• [DIRECTIVE 1]: In the passage about Ron Dante and The Archies, retype the portion starting with "Ron Dante recorded" and going on through "leave this page).".
• [DIRECTIVE 2]: In one to three sentences, give the events that the passage about Ron Dante and The Archies cites as making 1969 an important year in cultural history.
• [DIRECTIVE 3]: Write what comes next in the passage about Ron Dante and The Archies, beginning after its final sentence.

── DOCUMENT SECTION

The month of
August brings several days worth celebrating, particularly for fans of Ron Dante and The Archies. First of all, the
22nd is Ron Dante's birthday. And, on a personal note, every August 28th I recall that day back in the year 2000,
when Ron and I met in person for the very first time. But August is also the month when The Archies' "Sugar, Sugar"
was ascending the pop-music charts - and 2009 marks a very special anniversary.
Ron Dante recorded
a dance version of "Sugar, Sugar" in 1975 on RCA Records - arranged and co-produced by Barry Manilow! To hear it, click on
its title in the player below. Song will continue playing over and over unless the player is paused (or you leave this page).
There were several
key events that took place in 1969, making it an important year in cultural history. On July 16, Apollo 11 was
launched from the Kennedy Space Center, Florida, and, four days later, astronaut Neil Armstrong became the first human
to set foot on the Moon. The following month, the Woodstock Music & Art Fair took place on Max Yasgur's farm
in Bethel, New York. And, sports fan or no, who among us can forget the triumphant World Series win that October for
the team that, as a result, would be dubbed the Miracle Mets? It was an exciting time to be an American, particularly
an American living in the New York/New Jersey area of the country, as I was at the time ... and as was a young man by
the name of Ron Dante.

────
── RECORD LIST

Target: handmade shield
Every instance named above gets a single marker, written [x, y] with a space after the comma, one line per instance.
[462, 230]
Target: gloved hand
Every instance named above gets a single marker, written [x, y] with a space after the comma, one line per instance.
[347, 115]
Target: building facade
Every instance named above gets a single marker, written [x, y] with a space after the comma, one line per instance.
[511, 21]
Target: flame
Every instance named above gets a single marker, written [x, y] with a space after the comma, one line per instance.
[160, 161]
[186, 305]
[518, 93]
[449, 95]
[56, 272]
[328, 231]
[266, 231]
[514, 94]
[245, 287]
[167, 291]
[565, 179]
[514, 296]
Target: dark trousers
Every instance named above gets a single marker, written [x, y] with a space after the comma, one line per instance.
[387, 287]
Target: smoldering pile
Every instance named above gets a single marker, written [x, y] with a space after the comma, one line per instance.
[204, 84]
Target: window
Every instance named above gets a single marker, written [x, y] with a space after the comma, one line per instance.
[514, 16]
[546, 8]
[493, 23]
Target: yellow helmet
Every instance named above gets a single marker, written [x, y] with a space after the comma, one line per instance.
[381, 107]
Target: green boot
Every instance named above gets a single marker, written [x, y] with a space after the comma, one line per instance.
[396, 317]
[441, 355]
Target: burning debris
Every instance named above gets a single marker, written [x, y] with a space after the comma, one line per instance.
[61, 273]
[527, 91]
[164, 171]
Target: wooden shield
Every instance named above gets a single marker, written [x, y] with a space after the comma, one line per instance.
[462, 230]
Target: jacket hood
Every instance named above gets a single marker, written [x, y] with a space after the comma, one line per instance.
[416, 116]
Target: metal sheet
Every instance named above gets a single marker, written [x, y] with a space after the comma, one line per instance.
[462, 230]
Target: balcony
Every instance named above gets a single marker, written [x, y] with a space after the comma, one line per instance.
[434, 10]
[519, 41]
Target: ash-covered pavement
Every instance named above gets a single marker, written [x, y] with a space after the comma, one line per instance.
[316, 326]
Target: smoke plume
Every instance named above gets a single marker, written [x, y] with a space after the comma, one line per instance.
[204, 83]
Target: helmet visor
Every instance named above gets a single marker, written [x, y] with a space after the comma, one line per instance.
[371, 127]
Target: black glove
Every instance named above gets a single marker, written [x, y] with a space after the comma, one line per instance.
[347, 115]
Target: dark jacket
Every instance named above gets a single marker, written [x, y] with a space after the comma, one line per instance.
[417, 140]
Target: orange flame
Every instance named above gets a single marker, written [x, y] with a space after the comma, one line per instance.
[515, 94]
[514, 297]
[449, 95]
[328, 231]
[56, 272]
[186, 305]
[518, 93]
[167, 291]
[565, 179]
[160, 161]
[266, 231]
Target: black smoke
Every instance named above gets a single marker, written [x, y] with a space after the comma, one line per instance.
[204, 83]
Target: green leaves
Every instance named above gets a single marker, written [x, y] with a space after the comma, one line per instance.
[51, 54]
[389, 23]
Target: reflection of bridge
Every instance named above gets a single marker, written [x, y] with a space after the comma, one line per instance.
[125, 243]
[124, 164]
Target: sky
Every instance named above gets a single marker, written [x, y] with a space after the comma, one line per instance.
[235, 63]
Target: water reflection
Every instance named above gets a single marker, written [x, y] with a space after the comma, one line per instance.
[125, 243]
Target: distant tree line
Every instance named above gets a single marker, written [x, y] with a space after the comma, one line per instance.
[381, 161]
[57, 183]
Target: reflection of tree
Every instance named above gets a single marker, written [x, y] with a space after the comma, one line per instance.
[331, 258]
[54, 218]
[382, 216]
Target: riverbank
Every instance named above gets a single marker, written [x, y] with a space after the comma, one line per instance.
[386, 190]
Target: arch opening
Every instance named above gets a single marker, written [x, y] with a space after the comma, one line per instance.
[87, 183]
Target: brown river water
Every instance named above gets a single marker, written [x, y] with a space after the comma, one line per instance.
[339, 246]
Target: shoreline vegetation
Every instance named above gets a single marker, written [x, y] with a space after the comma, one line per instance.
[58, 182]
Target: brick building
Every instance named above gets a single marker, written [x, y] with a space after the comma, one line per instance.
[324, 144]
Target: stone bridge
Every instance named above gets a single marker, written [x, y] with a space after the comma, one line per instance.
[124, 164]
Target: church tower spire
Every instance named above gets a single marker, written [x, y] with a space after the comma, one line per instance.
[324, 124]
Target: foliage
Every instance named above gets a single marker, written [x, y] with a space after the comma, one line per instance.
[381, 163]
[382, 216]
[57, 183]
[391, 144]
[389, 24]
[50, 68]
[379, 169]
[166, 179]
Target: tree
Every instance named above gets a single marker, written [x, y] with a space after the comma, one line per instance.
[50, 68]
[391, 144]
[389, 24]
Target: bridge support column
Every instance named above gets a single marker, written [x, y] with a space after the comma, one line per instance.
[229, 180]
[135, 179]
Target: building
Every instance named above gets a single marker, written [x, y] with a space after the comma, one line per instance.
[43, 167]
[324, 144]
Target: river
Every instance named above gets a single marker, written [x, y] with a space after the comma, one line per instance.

────

• [OUTPUT 1]:
Ron Dante recorded
a dance version of "Sugar, Sugar" in 1975 on RCA Records - arranged and co-produced by Barry Manilow! To hear it, click on
its title in the player below. Song will continue playing over and over unless the player is paused (or you leave this page).

• [OUTPUT 2]: Apollo 11 launched from the Kennedy Space Center on July 16, and four days later Neil Armstrong became the first human to set foot on the Moon. The following month, the Woodstock Music & Art Fair took place on Max Yasgur's farm in Bethel, New York. That October, the Mets won the World Series and were dubbed the Miracle Mets as a result.

• [OUTPUT 3]:
had been tapped to become the lead vocalist for an animated band called The Archies in the summer of the prior year.
Their first, self-titled LP (considered a "soundtrack" album since it consisted of the tracks used on the Saturday morning
cartoon series, The Archie Show) had been released on Don Kirshner's Calendar Records label in the fall of 1968 and
had spawned the group's first Top 40 single, "Bang Shang a-Lang." Now it was nearly a year later, the TV show was heading
into a second season, and The Archies had two singles under their belt and a second album on the way. Unbeknownst to
Ron, producer Jeff Barry, or any of the other principals involved, with the release of "Sugar, Sugar," written by Barry with Andy Kim and featuring lead vocals by Dante and Toni Wine, the group was about to knock the proverbial ball out of the park.
Like the previously faltering Mets, The Archies - derided by critics as a "fake" group - would have the last laugh.
"Sugar, Sugar" entered
the Billboard Top 40 on August 16, 1969 (interestingly enough, on the second day of the Woodstock Festival) and hand-clapped
its merry way right to the top of the charts, which it reached on September 20 and where it remained for four weeks.
The tune would go on to receive a gold record and RIAA Record of the Year honors. That "Sugar, Sugar" should sell
at such high numbers and receive such accolades during the height of the "hippie" and psychedelic era is solid proof
that good music is good music, and that maybe, just maybe, people were hungering for a return to a more innocent time and
for songs with more innocent lyrics. The record-buying public had spoken, and the powers that be had listened.
Now it's forty years
later, and the original recording of "Sugar, Sugar" has never been absent from the airwaves. It is always
being played somewhere, from oldies radio stations to television shows, to movies and commercials and even on greeting cards.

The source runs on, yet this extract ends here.